Text segment:

Enable pre-ordering for SPARSE_NORMAL_CHOLESKY.
Sparse Cholesky factorization algorithms use a fill-reducing
ordering to permute the columns of the Jacobian matrix. There
are two ways of doing this.
1. Compute the Jacobian matrix in some order and then have the
factorization algorithm permute the columns of the Jacobian.
2. Compute the Jacobian with its columns already permuted.
The first option incurs a significant memory penalty. The
factorization algorithm has to make a copy of the permuted
Jacobian matrix.
Starting with this change Ceres pre-permutes the columns of the
Jacobian matrix and generally speaking, there is no performance
penalty for doing so.
In some rare cases, it is worth using a more complicated
reordering algorithm which has slightly better runtime
performance at the expense of an extra copy of the Jacobian
matrix. Setting Solver::Options::use_postordering to true
enables this tradeoff.
This change also removes Solver::Options::use_block_amd
as an option. All matrices are ordered using their block
structure. The ability to order them by their scalar
sparsity structure has been removed.
Here is what performance on looks like on some BAL problems.
Memory
======
HEAD pre-ordering
16-22106 137957376.0 113516544.0
49-7776 56688640.0 46628864.0
245-198739 1718005760.0 1383550976.0
257-65132 387715072.0 319512576.0
356-226730 2014826496.0 1626087424.0
744-543562 4903358464.0 3957878784.0
1024-110968 968626176.0 822071296.0
Time
====
HEAD pre-ordering
16-22106 3.8 3.7
49-7776 1.9 1.8
245-198739 82.6 81.9
257-65132 14.0 13.4
356-226730 98.8 95.8
744-543562 325.2 301.6
1024-110968 42.1 37.1
Change-Id: I6b2e25f3fed7310f88905386a7898ac94d37467e
diff --git a/examples/bundle_adjuster.cc b/examples/bundle_adjuster.cc
index 8fff9f0..59420c9 100644
--- a/examples/bundle_adjuster.cc
+++ b/examples/bundle_adjuster.cc
@@ -96,9 +96,6 @@
"accuracy of each linear solve of the truncated newton step. "

Items from a data source:
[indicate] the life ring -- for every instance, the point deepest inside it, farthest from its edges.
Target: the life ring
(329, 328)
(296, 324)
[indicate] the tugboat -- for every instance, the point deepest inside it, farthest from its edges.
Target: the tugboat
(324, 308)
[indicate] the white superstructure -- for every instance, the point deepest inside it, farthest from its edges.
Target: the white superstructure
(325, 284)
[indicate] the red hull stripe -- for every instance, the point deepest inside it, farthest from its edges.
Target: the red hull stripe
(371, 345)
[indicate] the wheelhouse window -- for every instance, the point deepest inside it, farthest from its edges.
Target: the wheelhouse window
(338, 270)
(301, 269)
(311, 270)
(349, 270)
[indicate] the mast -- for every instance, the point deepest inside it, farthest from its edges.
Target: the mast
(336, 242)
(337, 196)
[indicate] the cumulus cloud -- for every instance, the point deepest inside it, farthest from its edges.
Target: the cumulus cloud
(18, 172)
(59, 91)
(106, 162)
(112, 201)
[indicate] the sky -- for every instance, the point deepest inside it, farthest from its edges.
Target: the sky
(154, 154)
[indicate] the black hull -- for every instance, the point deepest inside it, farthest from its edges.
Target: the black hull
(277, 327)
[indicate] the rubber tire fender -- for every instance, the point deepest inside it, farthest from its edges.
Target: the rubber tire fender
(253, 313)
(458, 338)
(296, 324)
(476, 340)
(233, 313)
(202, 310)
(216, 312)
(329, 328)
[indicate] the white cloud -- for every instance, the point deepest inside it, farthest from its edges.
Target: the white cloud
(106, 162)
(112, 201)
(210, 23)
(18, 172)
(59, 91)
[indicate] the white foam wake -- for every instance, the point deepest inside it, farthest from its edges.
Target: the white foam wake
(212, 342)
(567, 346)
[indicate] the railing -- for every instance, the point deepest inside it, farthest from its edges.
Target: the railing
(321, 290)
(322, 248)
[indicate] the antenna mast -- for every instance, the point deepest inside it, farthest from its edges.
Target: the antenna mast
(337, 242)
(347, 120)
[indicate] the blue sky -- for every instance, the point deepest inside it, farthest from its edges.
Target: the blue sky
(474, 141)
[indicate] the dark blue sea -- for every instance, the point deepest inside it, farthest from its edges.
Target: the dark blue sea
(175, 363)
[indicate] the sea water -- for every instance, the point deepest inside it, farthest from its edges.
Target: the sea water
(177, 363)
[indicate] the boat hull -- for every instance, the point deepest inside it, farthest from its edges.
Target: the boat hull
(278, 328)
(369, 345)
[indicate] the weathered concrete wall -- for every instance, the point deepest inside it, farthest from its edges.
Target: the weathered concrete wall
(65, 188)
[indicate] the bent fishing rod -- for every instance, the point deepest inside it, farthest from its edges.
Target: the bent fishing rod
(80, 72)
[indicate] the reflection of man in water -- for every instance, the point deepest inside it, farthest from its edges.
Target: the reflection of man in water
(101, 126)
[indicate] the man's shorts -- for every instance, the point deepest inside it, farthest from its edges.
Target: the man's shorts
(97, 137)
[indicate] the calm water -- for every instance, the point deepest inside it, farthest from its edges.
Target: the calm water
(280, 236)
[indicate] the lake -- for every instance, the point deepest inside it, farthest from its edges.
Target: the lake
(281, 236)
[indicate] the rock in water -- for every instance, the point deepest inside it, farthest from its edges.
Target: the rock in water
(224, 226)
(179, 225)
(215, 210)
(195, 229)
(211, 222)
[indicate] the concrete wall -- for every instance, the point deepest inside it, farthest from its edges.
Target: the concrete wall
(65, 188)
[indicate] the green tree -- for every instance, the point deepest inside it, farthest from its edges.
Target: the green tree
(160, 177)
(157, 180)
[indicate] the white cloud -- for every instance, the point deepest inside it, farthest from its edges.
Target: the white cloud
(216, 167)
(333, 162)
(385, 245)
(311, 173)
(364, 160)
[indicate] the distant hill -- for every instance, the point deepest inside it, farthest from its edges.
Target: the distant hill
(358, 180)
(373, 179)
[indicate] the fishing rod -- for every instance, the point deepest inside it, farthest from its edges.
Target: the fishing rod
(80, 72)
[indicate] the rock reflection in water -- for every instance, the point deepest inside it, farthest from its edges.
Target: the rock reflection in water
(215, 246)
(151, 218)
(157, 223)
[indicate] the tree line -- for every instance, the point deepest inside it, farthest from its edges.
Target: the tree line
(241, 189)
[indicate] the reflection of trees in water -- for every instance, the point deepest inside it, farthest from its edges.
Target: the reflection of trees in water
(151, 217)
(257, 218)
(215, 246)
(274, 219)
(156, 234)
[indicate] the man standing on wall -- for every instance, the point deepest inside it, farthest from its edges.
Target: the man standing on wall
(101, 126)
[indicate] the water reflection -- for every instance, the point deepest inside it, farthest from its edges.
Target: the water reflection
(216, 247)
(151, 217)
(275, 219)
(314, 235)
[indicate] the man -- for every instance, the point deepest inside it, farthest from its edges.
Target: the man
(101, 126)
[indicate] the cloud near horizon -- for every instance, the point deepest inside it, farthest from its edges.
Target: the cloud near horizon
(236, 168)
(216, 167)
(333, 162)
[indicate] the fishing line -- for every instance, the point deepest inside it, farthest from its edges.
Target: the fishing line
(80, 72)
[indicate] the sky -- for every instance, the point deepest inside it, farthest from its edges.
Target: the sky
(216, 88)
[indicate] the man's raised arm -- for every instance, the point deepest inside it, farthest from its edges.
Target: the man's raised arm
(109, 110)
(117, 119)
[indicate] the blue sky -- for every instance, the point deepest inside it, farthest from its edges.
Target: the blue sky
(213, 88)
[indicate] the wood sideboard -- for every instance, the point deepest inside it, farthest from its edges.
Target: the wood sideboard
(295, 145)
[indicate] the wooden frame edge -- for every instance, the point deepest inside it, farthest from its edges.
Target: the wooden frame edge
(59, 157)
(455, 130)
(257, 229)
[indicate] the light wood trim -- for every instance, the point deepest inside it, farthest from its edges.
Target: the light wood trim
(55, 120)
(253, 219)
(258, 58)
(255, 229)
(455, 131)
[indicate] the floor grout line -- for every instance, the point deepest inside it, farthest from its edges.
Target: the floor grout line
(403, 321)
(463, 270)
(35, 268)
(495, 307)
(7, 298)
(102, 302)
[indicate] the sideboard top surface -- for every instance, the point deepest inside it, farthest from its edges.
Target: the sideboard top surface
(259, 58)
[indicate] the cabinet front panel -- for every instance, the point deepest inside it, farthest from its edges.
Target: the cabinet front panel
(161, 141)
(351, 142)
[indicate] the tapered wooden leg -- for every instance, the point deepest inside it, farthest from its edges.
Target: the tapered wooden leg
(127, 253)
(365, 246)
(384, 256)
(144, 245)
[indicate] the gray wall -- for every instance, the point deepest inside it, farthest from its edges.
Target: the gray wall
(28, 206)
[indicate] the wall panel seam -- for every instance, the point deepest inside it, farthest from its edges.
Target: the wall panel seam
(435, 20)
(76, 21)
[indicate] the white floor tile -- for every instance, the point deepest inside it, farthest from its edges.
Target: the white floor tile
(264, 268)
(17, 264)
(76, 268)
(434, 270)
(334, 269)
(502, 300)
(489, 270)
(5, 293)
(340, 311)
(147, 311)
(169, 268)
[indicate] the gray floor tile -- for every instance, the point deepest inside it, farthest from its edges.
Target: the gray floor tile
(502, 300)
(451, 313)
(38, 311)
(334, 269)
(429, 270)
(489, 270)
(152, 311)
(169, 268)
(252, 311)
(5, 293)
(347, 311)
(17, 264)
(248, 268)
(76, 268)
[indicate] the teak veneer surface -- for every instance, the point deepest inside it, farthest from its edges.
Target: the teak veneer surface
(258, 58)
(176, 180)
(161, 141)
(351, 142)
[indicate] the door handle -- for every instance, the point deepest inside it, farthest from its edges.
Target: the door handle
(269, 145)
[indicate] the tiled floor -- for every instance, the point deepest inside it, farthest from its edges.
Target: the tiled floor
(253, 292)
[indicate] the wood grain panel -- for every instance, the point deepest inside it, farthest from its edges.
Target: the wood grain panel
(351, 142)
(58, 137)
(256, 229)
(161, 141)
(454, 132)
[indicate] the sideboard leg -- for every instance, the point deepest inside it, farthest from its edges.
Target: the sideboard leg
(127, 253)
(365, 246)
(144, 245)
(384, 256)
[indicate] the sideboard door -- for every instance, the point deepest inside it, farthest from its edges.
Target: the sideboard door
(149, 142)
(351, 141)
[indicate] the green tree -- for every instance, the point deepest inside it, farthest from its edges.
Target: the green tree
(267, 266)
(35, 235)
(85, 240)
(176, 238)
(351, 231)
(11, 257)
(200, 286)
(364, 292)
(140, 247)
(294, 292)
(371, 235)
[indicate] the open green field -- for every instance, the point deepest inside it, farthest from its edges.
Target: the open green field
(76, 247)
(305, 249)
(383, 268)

Parts of the exercise:
1. From the pre-ordering commit message, reproduce verbatim the passage starting at "In some rare" and ending at "enables this tradeoff.".
2. According to the pre-ordering commit message, what setting enables the tradeoff of slightly better runtime performance for an extra copy of the Jacobian matrix?
3. Decide whether each statement agrees with the pre-ordering commit message, answering yes or no and quoting the words that settle it: (a) Ceres now pre-permutes the columns of the Jacobian matrix. (b) Matrices can still be ordered by their scalar sparsity structure. (c) Solver::Options::use_block_amd is removed as an option.
The listing plays no role here.

Answers to the exercises:
1.
In some rare cases, it is worth using a more complicated
reordering algorithm which has slightly better runtime
performance at the expense of an extra copy of the Jacobian
matrix. Setting Solver::Options::use_postordering to true
enables this tradeoff.

2. Setting Solver::Options::use_postordering to true.

3.
(a) Yes: "Starting with this change Ceres pre-permutes the columns of the Jacobian matrix"
(b) No: "The ability to order them by their scalar sparsity structure has been removed."
(c) Yes: "This change also removes Solver::Options::use_block_amd as an option."